'''

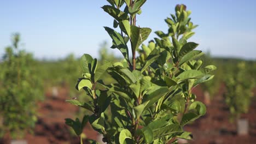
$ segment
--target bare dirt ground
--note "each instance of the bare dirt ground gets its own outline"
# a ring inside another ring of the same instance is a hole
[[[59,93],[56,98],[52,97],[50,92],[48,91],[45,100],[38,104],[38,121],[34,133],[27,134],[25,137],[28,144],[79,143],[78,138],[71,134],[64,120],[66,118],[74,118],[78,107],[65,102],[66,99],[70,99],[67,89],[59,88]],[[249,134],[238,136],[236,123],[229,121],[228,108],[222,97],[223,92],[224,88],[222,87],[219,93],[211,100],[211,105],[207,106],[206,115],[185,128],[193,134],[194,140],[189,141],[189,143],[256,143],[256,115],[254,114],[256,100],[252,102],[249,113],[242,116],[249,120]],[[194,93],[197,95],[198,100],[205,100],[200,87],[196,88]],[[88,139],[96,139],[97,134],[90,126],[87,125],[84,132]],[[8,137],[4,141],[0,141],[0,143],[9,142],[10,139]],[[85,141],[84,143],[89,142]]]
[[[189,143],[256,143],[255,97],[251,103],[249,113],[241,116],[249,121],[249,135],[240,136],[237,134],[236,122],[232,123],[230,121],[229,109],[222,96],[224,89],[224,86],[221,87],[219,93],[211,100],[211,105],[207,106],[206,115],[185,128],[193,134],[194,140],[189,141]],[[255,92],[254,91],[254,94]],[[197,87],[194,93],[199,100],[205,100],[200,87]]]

'''
'''

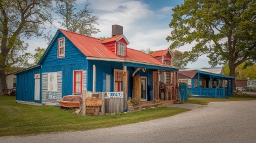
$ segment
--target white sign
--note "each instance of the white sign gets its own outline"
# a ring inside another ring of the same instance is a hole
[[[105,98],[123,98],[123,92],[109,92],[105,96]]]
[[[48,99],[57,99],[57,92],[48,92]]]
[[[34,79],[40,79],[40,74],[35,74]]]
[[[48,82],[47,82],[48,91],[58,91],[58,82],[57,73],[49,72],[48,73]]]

'''
'''

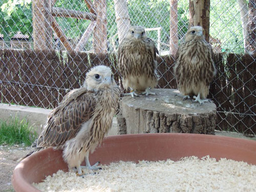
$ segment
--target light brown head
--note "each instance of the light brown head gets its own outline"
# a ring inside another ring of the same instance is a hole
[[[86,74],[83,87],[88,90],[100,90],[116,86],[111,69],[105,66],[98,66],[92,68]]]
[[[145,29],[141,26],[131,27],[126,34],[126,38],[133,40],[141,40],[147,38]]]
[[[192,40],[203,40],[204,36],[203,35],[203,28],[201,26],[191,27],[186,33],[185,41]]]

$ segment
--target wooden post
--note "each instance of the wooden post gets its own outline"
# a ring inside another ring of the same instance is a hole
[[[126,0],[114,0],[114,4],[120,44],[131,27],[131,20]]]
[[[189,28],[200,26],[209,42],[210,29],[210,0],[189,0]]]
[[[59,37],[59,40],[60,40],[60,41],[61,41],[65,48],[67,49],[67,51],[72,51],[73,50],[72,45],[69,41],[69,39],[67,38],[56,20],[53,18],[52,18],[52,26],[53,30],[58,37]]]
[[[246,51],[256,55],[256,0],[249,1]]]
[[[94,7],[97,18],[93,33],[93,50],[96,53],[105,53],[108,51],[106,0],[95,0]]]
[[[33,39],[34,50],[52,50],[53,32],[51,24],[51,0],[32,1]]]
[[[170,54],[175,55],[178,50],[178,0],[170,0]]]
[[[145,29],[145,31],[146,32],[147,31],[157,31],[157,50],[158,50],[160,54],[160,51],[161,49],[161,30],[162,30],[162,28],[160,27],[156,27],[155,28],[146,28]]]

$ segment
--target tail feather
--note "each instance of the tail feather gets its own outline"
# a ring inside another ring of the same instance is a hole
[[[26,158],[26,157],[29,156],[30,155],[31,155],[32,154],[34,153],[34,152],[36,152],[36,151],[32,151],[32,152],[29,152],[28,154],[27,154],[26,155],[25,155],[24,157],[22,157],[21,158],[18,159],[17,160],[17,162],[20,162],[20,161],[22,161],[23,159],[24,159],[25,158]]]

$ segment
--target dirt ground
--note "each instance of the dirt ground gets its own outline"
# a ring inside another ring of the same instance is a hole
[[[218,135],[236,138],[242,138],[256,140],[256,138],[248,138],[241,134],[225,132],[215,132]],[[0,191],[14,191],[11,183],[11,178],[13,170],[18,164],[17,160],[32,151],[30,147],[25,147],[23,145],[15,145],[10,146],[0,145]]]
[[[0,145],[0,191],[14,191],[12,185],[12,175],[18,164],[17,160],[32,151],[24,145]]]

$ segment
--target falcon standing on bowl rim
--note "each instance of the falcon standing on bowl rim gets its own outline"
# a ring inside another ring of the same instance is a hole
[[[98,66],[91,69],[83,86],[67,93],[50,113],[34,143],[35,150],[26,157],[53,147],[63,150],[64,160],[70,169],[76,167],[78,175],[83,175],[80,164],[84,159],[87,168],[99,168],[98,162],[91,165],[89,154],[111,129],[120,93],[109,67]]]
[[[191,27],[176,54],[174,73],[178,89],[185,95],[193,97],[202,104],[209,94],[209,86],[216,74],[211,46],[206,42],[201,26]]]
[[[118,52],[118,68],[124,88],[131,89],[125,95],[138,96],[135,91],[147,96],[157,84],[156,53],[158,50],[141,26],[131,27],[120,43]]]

'''

**PROBLEM STATEMENT**
Find every line in the records that contains the word "ground", and copy each of those lines.

**RESULT OF THE EXERCISE**
--target bare dirt ground
--note "each instance of the bare dirt ground gets its own outline"
--target dirt ground
--note "each instance of the dirt ground gets its own outline"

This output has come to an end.